* Start Text block *

FH6 is much easier to manage with its new 'Live Preview' of the settings, allowing you to see the changes in real-time. Unfortunately, it isn't available for every setting which has the knock-on effect of making it a bit pointless. Baby steps, I suppose. Something is better than nothing, after all. At least so they say.

So let's get right into it, shall we?

First and foremost, the test rig consists of the following:

  • AMD Ryzen 5 5800X with Performance Boost Overdrive (PBO) active
  • 16GB of DDR4 3600M/Ts @ 1.35v
  • Gigabyte X570 Aorus Ultra
  • XFX Speedster Merc319 Radeon RX 6900 XT Black with an undervolt of 1075mV from the base 1175mV
  • Nvidia GeForce RTX 2080 (Bone stock, no overlock, undervolt, etc)
  • Corsair RM850x
  • Noctua NH-D14
  • Sabrent Rocket 4 Plus 2TB M.2 SSD (Where the game is installed)

Right away then, the settings I'd recommend are as follows:

Car Level of Detail - Extreme or High
Environment Texture Quality - Extreme or Ultra (High is mandatory for GPUs with 8GB)
Environment Geometry Quality - Extreme or Ultra (High is mandatory for GPUs with 8GB)
Car Reflection Quality - Extreme or High
Screen Space Reflections Quality - Off (High, with RT disabled; especially recommended for GPUs with 8-12GB)
Ray Traced Reflections Quality - High
Shadows Quality - Extreme or Ultra
Night Shadows Quality - Extreme or Ultra (Off will net an additional performance gain in the neighborhood of 10%+)
Screen Space GI Quality - Off (Medium or High, with RT disabled; especially recommended for GPUs with 8GB)
Ray Traced GI Quality - Medium (Off if performance is a concern, SSGI is desirable alternative with near comparable visuals)
Shader Quality - High (Extreme if the GPU has enough grunt; this affects draw distance, shading and texture depth)
Deformable Terrain Quality - Extreme
Particle Effects Quality - Ultra
Volumetric Fog Quality - High

Let's address the elephant in the room: Ray Tracing. It comes in two flavors, Reflections and Global Illumination. While there's little to no real performance gain in lower RT Reflections, RT Global Illumination is a bit of a different beast. While 'Medium' is the recommended setting as it's substantially better than the more "basic" Screen Space alternative, it comes with the caveat of RT noise artifacts, especially on foliage.

For that reason alone, especially if you're sensitive to what appears to be RT boil and/or speckling, I'd actually recommend an alternative option of foregoing it entirely and using SSGI on 'High' or 'Ultra', but the choice is of course yours.

* End Text block *
* Start Entries *

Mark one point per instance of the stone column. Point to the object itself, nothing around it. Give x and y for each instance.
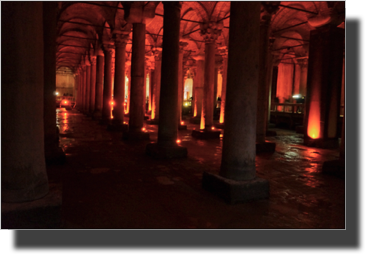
(99, 84)
(210, 31)
(107, 92)
(198, 89)
(324, 81)
(137, 110)
(237, 181)
(180, 85)
(53, 153)
(128, 73)
(166, 146)
(119, 82)
(23, 168)
(92, 84)
(263, 88)
(88, 85)
(156, 86)
(224, 85)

* End Entries *

[What to work on]
**a.** Summarize the FH6 settings guide in two sentences.
**b.** In the FH6 settings guide, what undervolt was applied to the Radeon RX 6900 XT in the test rig?

[Results]
**a.** FH6 adds a Live Preview that shows settings changes in real time, though it isn't available for every setting. The guide lists a test rig and recommended graphics settings, suggesting Medium for Ray Traced GI because it looks substantially better than Screen Space GI, but warning of RT noise artifacts, especially on foliage, and offering SSGI on High or Ultra as an alternative.

**b.** An undervolt to 1075mV from the base 1175mV.